*Text to read*
— Start —
Appendix: Supplementary Information

Gas Flowrate

The gas flowrate in a scrubber could (dis)favor the collection of particles by a given mechanism, thus affecting the overall performance of the wet scrubber [28, 42]. In their work on the modeling of PM (1–3 µm) collection efficiency by a spray scrubber with twin-fluid air-assist atomizers, Mohan et al. [38] revealed that at a constant liquid flowrate of 16.67 × 10–6 m3 s−1, an increase in the gas flowrate (from 1 × 10–6 to 5 × 10–6 m3 s−1) led to an improvement in the particle collection efficiency of the scrubber. Similar conclusions were reached by Lim et al. [27] in their study to predict the particle collection efficiency of a reverse jet scrubber. Lim et al. [27] argued that the increase in the collection efficiency as the gas flowrate increased as a result of an increase in the relative velocities between the droplets and the gas (particles). In a spray scrubber, Wu et al. [28] obtained an increment of the dust (20 µm in diameter) removal efficiency from 90.7 to 95.6% when they studied the impact of varying the gas flowrate from 79 to 129 m3 h−1. Wu et al. [28] also reported an increase in the dust removal efficiency from 80.9 to 94.8% when the gas flowrate of a sieve-tray spray scrubber was increased from 83 to 136 m3 h−1. Wu et al. [28] associated this improvement to improve inertia collision with higher gas flowrate. In their research on the study of the removal efficiency of dust in a self-priming venturi scrubber, Ali et al. [43] also concluded that a higher gas flow led to a higher removal efficiency due to improved relative velocity between gas and droplets in the throat section. Generally, as the gas flowrate in a scrubber increases, the particle collection is improved [44, 45]. This is not always the case. Meikap et al. [46] conducted experimental studies on the scrubbing of fly ash (2–15 µm) in a novel wet scrubber using water as the scrubbing medium. Beyond a gas flow rate of 4.2 × 10−3 Nm3 s−1, the collection efficiency did not improve with an increase in the gas flowrate but was instead limited due to coalescence which led to reduced bubble reformation. Lee et al. [47] reported that higher gas flowrates do indeed favored the collection of sub-micrometer particles smaller than 1 µm. Lee et al. [47] argues that the gas–liquid contact for effective particle collection is well established for larger particles even at low gas flow rates.
— End —
*Exercise task*
Carry on the text on scrubber gas flowrate, starting after its final sentence. The lines further down have no connection to the text on scrubber gas flowrate.

*Supplied material*
— Start —
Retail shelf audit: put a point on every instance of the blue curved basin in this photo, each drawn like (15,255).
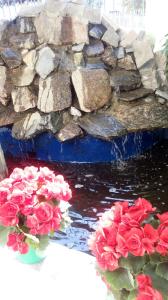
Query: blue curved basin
(84,150)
— End —
*Answer to the task*
Gas temperature

A change in the flue gas temperature in a wet scrubber could play a significant role in the collection of particles by the scrubber. The gas temperature could also modify other influent parameters such as the droplet diameter, droplet evaporation rate and gas flowrate. Darbandi et al. [48] conducted CFD modeling to investigate the forces responsible for the collection of nanoparticles in a wet scrubber. The authors varied the flue gas temperature from 100 to 300 °C increasing the collection efficiency. The temperature gradient positively impacted the collection of particles due to the diffusiophoresis mechanism. Fan et al. [49] presented in their paper the experimental collection of coal-fired particles (PM2.5) by a condensation scrubber. For the particle size 1.0–3.0 m, the removal efficiency was higher (15–35%) when the inlet gas temperature was set at 95 °C than it was when the gas temperature was at 35 °C (8–35%). The authors attributed this to heterogeneous nucleation and particle collection due to the diffusiophoresis mechanism as a result of the temperature gradient.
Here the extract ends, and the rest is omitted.